| EXCERPTED TEXT |
· · · · · · ·
To succeed on the merits of his First Amendment retaliation claim, Plaintiff must establish that “(1) [he] engaged in protected First Amendment activity, (2) the defendants took some action that adversely affected [his] First Amendment rights, and (3) there was a causal relationship between [his] protected activity and the defendants' conduct.” See Constantine, 411 F.3d at 499. The Court will address each element in turn.

(i) First Amendment Protected Activity

As noted earlier, Defendants argue that whether Plaintiff engaged in First Amendment protected activity remains in question as Title IX prohibits retaliatory conduct that is not protected by the First Amendment. Specifically, under Title IX, conduct that is meant to threaten or intimidate an individual for exercising any right or privilege secured by the statute or for filing a complaint constitutes unlawful retaliation. See 34 C.F.R. § 106.71. Prior to August 1, 2024, the regulation also provided that the “exercise of rights protected under the First Amendment does not constitute retaliation” under Title IX. Id. § 106.71(b)(1). Defendants contend that in light of the ongoing Title IX investigation and Dorsey's accusation that Plaintiff filed his lawsuit in retaliation for her Title IX complaint, George Mason must be able to assess whether Plaintiffs defamation lawsuit is not protected by the First Amendment and constitutes unlawful retaliation under Title IX.
· · · · · · ·
| SUPPLIED DATA |

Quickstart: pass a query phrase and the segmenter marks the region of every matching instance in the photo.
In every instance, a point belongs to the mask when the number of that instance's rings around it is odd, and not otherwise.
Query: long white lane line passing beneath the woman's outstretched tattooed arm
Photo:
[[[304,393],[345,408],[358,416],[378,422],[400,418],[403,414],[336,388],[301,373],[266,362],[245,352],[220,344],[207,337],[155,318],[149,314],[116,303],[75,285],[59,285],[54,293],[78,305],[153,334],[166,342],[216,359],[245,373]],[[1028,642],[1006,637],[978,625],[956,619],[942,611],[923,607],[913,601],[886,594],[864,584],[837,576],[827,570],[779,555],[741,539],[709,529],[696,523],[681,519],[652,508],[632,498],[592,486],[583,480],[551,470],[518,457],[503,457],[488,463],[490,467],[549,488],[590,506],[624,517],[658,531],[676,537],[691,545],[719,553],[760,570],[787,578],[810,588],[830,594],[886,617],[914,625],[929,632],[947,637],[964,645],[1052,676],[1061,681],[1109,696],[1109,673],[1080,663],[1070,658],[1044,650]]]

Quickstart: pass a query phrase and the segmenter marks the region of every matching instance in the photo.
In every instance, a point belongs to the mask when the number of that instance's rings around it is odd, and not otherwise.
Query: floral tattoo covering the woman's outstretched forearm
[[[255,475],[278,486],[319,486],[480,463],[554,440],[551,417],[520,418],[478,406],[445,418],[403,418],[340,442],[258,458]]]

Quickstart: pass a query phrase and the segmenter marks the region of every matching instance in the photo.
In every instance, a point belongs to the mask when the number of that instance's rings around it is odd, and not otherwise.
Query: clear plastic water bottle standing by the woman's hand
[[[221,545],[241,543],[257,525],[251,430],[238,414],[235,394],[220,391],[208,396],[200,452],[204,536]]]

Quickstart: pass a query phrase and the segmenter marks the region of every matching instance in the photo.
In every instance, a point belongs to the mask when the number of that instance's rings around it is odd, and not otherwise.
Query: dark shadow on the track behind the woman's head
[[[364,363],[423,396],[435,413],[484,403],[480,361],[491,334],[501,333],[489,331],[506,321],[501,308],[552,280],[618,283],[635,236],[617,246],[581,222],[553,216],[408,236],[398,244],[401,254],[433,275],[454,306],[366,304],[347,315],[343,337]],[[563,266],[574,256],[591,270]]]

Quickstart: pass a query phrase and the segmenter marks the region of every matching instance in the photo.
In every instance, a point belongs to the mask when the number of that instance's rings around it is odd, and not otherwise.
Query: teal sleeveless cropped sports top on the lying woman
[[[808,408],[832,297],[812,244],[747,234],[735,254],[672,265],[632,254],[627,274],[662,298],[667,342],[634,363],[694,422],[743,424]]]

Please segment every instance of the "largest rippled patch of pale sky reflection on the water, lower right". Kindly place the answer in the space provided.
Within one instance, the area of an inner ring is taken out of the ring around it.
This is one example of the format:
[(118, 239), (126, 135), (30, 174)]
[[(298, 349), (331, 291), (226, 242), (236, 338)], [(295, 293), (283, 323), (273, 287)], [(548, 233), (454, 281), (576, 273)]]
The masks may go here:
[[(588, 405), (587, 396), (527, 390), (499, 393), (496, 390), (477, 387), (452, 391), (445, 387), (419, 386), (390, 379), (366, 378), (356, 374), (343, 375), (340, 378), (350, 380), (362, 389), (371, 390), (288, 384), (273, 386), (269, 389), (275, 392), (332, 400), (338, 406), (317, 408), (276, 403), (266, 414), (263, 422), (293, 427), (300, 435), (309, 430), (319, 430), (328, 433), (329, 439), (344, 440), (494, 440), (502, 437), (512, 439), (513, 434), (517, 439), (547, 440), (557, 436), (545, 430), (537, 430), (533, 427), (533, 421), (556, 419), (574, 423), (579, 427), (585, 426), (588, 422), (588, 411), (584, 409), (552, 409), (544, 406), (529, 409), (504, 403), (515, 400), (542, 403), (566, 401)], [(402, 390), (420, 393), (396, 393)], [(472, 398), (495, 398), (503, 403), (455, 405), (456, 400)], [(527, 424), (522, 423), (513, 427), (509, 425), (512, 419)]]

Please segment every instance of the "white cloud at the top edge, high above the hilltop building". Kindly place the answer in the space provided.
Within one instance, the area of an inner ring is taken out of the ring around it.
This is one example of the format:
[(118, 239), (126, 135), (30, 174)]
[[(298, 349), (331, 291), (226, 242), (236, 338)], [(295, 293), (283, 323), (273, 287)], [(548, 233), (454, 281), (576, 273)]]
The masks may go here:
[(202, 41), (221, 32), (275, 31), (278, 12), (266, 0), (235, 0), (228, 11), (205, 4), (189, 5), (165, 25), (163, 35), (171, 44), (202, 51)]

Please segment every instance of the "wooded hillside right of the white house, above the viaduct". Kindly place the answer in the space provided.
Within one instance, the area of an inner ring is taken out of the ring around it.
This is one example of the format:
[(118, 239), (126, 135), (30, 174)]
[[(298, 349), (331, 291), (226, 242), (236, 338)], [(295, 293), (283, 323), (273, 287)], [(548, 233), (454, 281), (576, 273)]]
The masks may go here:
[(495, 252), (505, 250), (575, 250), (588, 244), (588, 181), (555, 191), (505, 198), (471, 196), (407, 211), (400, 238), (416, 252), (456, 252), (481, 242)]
· · · · · · ·
| TASK PROMPT |
From the excerpt on First Amendment retaliation, render the following sentence into Spanish: "Specifically, under Title IX, conduct that is meant to threaten or intimidate an individual for exercising any right or privilege secured by the statute or for filing a complaint constitutes unlawful retaliation." The listing is not required for this exercise.

| RESPONSE FOR THIS EXERCISE |
En concreto, conforme al Título IX, la conducta destinada a amenazar o intimidar a una persona por ejercer cualquier derecho o privilegio garantizado por la ley o por presentar una queja constituye una represalia ilícita.